--- Selected text ---

The kingdom's first hospital was a temporary one set up in tents not far from a large training camp at Bethsaida in Galilee during the summer of 28 CE. It was supervised by Elman, a Syrian physician, with the help of thirty-seven men and women. During the months that the hospital was in operation, Elman and his staff treated approximately one thousand sick and afflicted individuals. Jesus often visited the hospital to minister to the patients.
From May 3 to October 3 of 28 CE, Jesus and his apostles resided at the Zebedee home in Bethsaida on the northwestern shore of the Sea of Galilee. Camped nearby were Jesus’ evangelists and followers, numbering between five and fifteen hundred during this five-month period. He and the apostles would instruct the evangelists each day.
Some of the camp’s visitors came to be healed rather than to be taught. They were segregated and put under the supervision of a believer-physician, a Syrian named Elman. Noting his skills and the large number of the sick coming to the camp, Jesus asked Elman to establish a care facility. Twenty-five young women and twelve men volunteered to assist Elman. For four months, they organized and operated the kingdom’s first hospital.

--- Supplied records ---

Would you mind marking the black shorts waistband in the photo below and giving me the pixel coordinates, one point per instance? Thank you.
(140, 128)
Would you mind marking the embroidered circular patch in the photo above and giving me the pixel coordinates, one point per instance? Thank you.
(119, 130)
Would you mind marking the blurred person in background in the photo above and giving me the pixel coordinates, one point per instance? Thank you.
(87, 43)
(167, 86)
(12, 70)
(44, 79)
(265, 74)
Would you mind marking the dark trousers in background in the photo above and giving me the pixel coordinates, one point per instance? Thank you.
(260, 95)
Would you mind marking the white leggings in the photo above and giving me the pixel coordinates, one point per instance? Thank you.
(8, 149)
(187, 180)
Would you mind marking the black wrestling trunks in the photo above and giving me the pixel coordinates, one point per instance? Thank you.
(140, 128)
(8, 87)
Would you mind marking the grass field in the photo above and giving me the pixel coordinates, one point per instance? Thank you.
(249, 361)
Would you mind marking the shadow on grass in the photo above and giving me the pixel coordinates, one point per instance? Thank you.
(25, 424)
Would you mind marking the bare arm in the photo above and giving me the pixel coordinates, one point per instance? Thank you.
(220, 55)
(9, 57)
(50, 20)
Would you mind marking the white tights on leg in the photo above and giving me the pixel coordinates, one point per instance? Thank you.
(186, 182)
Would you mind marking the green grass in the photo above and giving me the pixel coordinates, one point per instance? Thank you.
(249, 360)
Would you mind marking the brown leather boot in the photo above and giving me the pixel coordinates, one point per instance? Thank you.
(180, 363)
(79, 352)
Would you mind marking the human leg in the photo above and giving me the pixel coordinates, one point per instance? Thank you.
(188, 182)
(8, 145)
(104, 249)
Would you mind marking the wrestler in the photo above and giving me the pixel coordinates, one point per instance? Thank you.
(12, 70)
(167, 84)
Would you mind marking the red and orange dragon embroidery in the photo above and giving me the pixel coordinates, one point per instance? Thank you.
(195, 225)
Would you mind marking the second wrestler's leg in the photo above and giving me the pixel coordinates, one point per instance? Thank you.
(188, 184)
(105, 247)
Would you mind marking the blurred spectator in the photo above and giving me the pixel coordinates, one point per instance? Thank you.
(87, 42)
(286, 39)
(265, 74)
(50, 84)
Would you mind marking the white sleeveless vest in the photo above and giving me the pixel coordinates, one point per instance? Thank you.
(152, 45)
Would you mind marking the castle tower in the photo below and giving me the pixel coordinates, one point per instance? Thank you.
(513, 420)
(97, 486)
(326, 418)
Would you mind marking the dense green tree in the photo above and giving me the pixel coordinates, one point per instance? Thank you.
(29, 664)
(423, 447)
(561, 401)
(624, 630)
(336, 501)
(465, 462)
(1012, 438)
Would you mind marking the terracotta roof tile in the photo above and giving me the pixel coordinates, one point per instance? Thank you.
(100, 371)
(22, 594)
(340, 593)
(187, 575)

---

• [Exercise brief]:
Transcribe the passage about the kingdom's first hospital from "The kingdom's first" up to and including "to the patients.".

• [Result of the task]:
The kingdom's first hospital was a temporary one set up in tents not far from a large training camp at Bethsaida in Galilee during the summer of 28 CE. It was supervised by Elman, a Syrian physician, with the help of thirty-seven men and women. During the months that the hospital was in operation, Elman and his staff treated approximately one thousand sick and afflicted individuals. Jesus often visited the hospital to minister to the patients.